## Task details
Make an exact copy of the records below. Include every line.

----- Recorded data

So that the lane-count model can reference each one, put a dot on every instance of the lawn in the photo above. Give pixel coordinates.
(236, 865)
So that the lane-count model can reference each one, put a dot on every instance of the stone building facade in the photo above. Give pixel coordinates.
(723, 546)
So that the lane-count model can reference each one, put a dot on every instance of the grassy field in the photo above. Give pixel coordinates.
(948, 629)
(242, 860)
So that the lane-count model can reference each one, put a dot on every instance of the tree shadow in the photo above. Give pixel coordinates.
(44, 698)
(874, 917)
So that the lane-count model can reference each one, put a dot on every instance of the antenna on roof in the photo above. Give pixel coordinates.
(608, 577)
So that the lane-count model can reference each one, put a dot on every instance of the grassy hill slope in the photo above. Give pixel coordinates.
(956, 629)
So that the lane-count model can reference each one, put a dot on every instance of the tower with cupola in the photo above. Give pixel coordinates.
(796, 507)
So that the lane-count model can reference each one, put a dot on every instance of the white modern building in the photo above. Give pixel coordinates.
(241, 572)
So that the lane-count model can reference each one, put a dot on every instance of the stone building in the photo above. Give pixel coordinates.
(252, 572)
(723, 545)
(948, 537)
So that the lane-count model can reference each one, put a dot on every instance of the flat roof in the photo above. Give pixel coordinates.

----------

## Answer box
So that the lane-count model can reference each one, put a dot on every instance of the lawn in the photo above. Give pixel coordinates.
(236, 865)
So that the lane-count model can reference each one, put a dot on every instance of the stone building facade in the photo above. Give pixel coordinates.
(723, 546)
So that the lane-count model can reference each one, put a dot on every instance of the grassy field in the photo above. Give pixel coordinates.
(948, 629)
(242, 860)
So that the lane-count model can reference each one, put a dot on every instance of the tree shadow in the photo above. Give pixel coordinates.
(44, 698)
(874, 917)
So that the lane-count model can reference each one, put a dot on every instance of the antenna on roof in the photo above. Give pixel coordinates.
(608, 577)
So that the lane-count model can reference each one, put a dot on every instance of the grassy hill slope in the photo above. Give pixel coordinates.
(956, 629)
So that the lane-count model can reference each one, put a dot on every instance of the tower with cupola in the photo above. Give pixel coordinates.
(796, 507)
So that the lane-count model can reference each one, put a dot on every instance of the white modern building in the photo above. Give pixel coordinates.
(241, 572)
So that the lane-count model can reference each one, put a dot on every instance of the stone building in the photo above. Give pixel coordinates.
(252, 572)
(723, 545)
(948, 537)
So that the lane-count model can reference each one, put a dot on every instance of the flat roof in the photo above. Give pixel coordinates.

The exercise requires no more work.